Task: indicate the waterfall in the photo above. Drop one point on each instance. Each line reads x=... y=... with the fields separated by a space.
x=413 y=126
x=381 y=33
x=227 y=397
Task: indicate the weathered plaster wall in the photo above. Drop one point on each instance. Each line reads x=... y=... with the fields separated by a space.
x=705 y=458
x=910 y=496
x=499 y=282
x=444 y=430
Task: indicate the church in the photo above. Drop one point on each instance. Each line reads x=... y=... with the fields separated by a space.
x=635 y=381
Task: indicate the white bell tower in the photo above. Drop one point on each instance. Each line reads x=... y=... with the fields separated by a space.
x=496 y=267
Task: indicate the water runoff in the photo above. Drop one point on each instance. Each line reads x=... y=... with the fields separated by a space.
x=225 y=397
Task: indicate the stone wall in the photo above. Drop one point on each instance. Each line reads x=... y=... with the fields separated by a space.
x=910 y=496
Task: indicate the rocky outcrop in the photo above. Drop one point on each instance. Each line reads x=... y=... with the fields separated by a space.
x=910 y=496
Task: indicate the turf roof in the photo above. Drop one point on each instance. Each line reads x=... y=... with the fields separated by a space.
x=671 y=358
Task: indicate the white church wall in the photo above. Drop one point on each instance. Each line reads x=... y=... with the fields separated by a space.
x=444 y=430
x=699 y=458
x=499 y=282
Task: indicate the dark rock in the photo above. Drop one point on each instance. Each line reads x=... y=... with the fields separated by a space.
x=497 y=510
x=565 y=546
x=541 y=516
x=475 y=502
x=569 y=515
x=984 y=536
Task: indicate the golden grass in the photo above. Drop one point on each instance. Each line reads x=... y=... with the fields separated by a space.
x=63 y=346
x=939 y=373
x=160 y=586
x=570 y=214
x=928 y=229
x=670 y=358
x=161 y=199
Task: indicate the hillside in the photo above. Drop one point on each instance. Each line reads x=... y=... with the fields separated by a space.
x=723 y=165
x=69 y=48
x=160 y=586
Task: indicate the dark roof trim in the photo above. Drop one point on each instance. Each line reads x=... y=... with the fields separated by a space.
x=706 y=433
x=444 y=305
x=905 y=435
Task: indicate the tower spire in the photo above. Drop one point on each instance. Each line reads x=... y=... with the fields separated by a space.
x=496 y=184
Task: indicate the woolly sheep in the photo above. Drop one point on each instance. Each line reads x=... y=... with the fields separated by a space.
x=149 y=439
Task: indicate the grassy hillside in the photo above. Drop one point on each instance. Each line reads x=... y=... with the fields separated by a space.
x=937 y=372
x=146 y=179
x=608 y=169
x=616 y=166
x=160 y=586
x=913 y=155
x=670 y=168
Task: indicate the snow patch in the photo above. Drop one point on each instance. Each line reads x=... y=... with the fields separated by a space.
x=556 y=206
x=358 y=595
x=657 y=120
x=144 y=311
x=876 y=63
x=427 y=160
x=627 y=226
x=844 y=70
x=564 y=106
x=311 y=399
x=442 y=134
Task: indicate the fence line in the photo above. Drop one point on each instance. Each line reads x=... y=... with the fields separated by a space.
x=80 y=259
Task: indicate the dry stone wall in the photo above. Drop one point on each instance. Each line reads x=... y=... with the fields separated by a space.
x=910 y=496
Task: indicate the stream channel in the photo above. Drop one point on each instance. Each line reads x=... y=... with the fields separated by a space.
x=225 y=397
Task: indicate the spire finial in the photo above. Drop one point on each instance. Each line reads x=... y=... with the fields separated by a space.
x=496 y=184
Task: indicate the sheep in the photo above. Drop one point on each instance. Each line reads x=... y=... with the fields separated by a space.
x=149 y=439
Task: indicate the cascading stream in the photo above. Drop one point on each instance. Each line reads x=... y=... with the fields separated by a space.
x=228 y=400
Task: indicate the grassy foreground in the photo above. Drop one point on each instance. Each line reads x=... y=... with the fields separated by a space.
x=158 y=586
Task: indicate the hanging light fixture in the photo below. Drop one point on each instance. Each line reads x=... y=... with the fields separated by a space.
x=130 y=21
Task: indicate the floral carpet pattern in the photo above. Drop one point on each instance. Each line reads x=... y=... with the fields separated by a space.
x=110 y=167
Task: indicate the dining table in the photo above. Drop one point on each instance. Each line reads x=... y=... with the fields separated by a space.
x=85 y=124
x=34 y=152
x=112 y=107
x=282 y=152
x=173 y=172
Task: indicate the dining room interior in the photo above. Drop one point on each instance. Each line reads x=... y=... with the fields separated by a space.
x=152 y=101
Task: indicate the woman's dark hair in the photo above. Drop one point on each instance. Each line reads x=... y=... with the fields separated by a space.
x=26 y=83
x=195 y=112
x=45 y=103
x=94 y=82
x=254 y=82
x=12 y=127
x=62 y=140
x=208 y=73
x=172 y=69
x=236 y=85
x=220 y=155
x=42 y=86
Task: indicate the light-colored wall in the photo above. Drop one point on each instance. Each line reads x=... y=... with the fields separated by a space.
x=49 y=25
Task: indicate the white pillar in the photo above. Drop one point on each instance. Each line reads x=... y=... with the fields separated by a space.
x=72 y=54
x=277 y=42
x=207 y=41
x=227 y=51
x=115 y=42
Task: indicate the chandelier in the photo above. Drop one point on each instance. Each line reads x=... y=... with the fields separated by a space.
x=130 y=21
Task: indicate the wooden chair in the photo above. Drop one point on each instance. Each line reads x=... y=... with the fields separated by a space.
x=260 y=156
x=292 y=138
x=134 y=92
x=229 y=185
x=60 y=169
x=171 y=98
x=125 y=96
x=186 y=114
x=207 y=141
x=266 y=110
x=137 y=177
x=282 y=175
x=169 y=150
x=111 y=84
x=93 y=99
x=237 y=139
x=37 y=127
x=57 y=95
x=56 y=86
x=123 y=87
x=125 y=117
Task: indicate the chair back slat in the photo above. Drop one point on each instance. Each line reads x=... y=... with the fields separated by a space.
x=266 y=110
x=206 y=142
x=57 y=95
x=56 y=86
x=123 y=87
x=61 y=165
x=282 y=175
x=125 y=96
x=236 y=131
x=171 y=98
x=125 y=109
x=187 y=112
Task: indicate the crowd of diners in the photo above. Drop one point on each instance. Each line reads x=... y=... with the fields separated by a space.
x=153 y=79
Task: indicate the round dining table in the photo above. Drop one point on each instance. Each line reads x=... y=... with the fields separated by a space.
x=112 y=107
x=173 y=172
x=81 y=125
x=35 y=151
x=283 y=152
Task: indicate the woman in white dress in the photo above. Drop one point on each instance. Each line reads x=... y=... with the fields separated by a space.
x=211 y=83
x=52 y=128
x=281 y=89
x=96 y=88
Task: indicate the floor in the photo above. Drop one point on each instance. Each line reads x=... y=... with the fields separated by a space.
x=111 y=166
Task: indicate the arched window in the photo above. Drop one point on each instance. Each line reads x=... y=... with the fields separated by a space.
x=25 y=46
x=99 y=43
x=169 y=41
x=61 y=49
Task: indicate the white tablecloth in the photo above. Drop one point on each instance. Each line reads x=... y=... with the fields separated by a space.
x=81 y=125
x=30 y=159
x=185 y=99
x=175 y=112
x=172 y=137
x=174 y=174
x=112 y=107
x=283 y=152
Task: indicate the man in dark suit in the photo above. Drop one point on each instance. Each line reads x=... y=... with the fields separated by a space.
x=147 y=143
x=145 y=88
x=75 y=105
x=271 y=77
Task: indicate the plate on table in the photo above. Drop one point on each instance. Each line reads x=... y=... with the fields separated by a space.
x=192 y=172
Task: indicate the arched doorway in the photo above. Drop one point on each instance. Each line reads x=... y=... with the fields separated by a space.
◇ ◇ ◇ ◇ ◇ ◇ ◇
■ **Exercise task**
Copy out the entire listing above line for line, with no changes.

■ **Correct result**
Task: indicate the waterfall in the photo above. Drop one point on each instance. Each line reads x=... y=... with the fields separated by a space.
x=413 y=126
x=381 y=33
x=227 y=397
Task: indicate the weathered plaster wall in the photo above. Drop one point on each instance. Each line reads x=... y=... with the fields separated by a space.
x=705 y=458
x=910 y=496
x=499 y=282
x=444 y=430
Task: indicate the church in the photo above. Drop one point on each instance. Each line reads x=... y=... with the fields separated by a space.
x=635 y=381
Task: indicate the white bell tower in the photo above. Drop one point on each instance. Each line reads x=... y=... with the fields separated by a space.
x=496 y=267
Task: indicate the water runoff in the photo above. Drop one point on each instance. Each line reads x=... y=... with the fields separated by a space.
x=225 y=397
Task: indicate the stone wall in the photo above. Drop one point on each instance. Each line reads x=... y=... with the fields separated by a space.
x=910 y=496
Task: indicate the rocky outcrop in the photo above. Drop one point on each instance. Each line reads x=... y=... with the fields separated by a space.
x=910 y=496
Task: indicate the turf roof in the photo above. Drop one point on each instance. Each line reads x=... y=... with the fields separated by a space.
x=671 y=358
Task: indicate the white church wall in the photo above. Drop one point on each instance. Each line reads x=... y=... with the fields separated by a space.
x=444 y=430
x=699 y=458
x=499 y=282
Task: indicate the dark rock in the photo above. Drop one point on each instance. Each line reads x=... y=... with the fields separated by a space.
x=497 y=510
x=565 y=546
x=541 y=516
x=475 y=502
x=569 y=515
x=984 y=536
Task: indicate the golden grass in the photo above. Drop one point on each instance. Each line reads x=... y=... with the fields separated by a space.
x=63 y=346
x=939 y=373
x=160 y=586
x=570 y=214
x=928 y=229
x=670 y=358
x=161 y=199
Task: indicate the hillside in the photo above. Drop one point on each instance. Each line reads x=... y=... with the fields separated by a space.
x=723 y=165
x=69 y=48
x=160 y=586
Task: indicate the dark roof trim in the photo above. Drop one point on each instance. Each line reads x=... y=... with the fields separated by a space.
x=706 y=433
x=444 y=305
x=905 y=435
Task: indicate the tower spire in the photo above. Drop one point on each instance. Each line reads x=... y=... with the fields separated by a space.
x=496 y=184
Task: indicate the woolly sheep in the photo above. Drop one point on each instance. Each line reads x=... y=... with the fields separated by a space.
x=149 y=439
Task: indicate the grassy hillside in the photo above. Drop one point on each instance. Each line reads x=... y=... with the fields separated by a space.
x=937 y=372
x=146 y=179
x=608 y=169
x=616 y=166
x=160 y=586
x=913 y=155
x=670 y=168
Task: indicate the snow patch in the photo above. Drop one point on each instance. Each line reads x=... y=... with the fields separated by a space.
x=556 y=206
x=358 y=595
x=657 y=120
x=144 y=311
x=876 y=63
x=427 y=160
x=627 y=226
x=844 y=70
x=564 y=106
x=311 y=399
x=442 y=134
Task: indicate the fence line in the photo above. Drop one point on each instance. Each line reads x=... y=... with the fields separated by a space.
x=80 y=259
Task: indicate the dry stone wall in the photo above. Drop one point on each instance. Each line reads x=... y=... with the fields separated by a space.
x=910 y=496
Task: indicate the stream channel in the photo above. Drop one point on each instance. Each line reads x=... y=... with the fields separated by a space.
x=225 y=397
Task: indicate the spire finial in the photo above. Drop one point on each instance. Each line reads x=... y=... with the fields separated by a space.
x=496 y=184
Task: indicate the sheep in the photo above. Drop one point on each instance. Each line reads x=... y=... with the fields separated by a space.
x=149 y=439
Task: indicate the cascading stream in the photo above. Drop one point on each instance. Each line reads x=... y=... with the fields separated by a space.
x=228 y=400
Task: indicate the grassy foreground in the photo above. Drop one point on each instance. Each line reads x=... y=... with the fields separated by a space.
x=158 y=586
Task: indicate the hanging light fixture in the photo below. Drop one point on each instance. Each line reads x=... y=... with the fields separated by a space.
x=130 y=21
Task: indicate the floral carpet pattern in the photo above. Drop one point on each instance. Each line reads x=... y=... with the fields separated by a space.
x=110 y=167
Task: indicate the dining table in the photo above. Drop one point on each instance. Each line reads x=... y=... with the fields separated by a space.
x=85 y=124
x=34 y=152
x=112 y=107
x=282 y=152
x=173 y=172
Task: indicate the dining room interior in the photo above. Drop one point on each instance. Each line reads x=... y=... with the fields separated by a space.
x=152 y=101
Task: indicate the woman's dark hair in the photo above. Drop one point on each instance. Each line reads x=... y=... with the fields separated by a space.
x=26 y=83
x=195 y=112
x=45 y=103
x=94 y=82
x=254 y=82
x=12 y=127
x=62 y=140
x=208 y=73
x=172 y=69
x=236 y=85
x=220 y=155
x=42 y=86
Task: indicate the light-colored wall in the photo above. Drop one point on each instance. Each line reads x=... y=... with the fields separated by a space.
x=49 y=25
Task: indicate the white pillar in the photo above. Drop one point on each instance. Each line reads x=... y=... with the fields separated by a space.
x=72 y=54
x=277 y=42
x=207 y=41
x=227 y=51
x=115 y=42
Task: indicate the chandelier in the photo above. Drop one point on each instance. Each line reads x=... y=... with the fields separated by a space.
x=130 y=21
Task: indicate the wooden chair in the photo above. Drop one point on each instance. Each line reads x=... y=... with the fields separated by a space.
x=260 y=156
x=292 y=138
x=134 y=92
x=229 y=185
x=60 y=169
x=171 y=98
x=125 y=96
x=186 y=114
x=207 y=141
x=266 y=110
x=137 y=177
x=282 y=175
x=169 y=150
x=111 y=84
x=93 y=99
x=237 y=139
x=37 y=127
x=57 y=95
x=56 y=86
x=123 y=87
x=125 y=117
Task: indicate the chair back slat in the photo above. Drop one point on each instance. Each line reads x=... y=... with the fields separated by a space.
x=266 y=110
x=206 y=142
x=57 y=95
x=56 y=86
x=123 y=87
x=61 y=165
x=282 y=175
x=125 y=96
x=236 y=131
x=171 y=98
x=125 y=109
x=187 y=112
Task: indicate the crowd of diners in the photo above. Drop one point on each instance. Each line reads x=... y=... with the fields separated by a space.
x=153 y=79
Task: indicate the round dining table in the photo above. Drop one point on each instance. Each line reads x=... y=... with the fields separated by a space.
x=112 y=107
x=173 y=172
x=81 y=125
x=35 y=151
x=283 y=152
Task: indicate the woman in white dress in the photo above. Drop one point on each instance. Each line reads x=... y=... with the fields separated by a space.
x=211 y=83
x=52 y=128
x=281 y=89
x=96 y=88
Task: indicate the floor in the photo above. Drop one point on each instance. Each line reads x=... y=... with the fields separated by a space.
x=111 y=166
Task: indicate the arched window in the photo above. Drop one point on each instance. Each line reads x=... y=... with the fields separated by a space.
x=25 y=46
x=99 y=43
x=169 y=41
x=61 y=49
Task: indicate the white tablecloth in the photo above. Drop one point on each instance. Each line reads x=... y=... with the fields separated by a space.
x=81 y=125
x=30 y=159
x=185 y=99
x=175 y=112
x=172 y=137
x=174 y=174
x=112 y=107
x=283 y=152
Task: indicate the man in dark suit in the photo above. Drop one point on each instance. Each line reads x=... y=... with the fields separated by a space.
x=147 y=143
x=145 y=88
x=75 y=105
x=271 y=77
Task: indicate the plate on table in the photo above. Drop one point on each instance. Each line reads x=... y=... with the fields separated by a space.
x=192 y=172
Task: indicate the arched doorway in the photo above. Drop one point on each instance. Each line reads x=... y=... with the fields separated by a space.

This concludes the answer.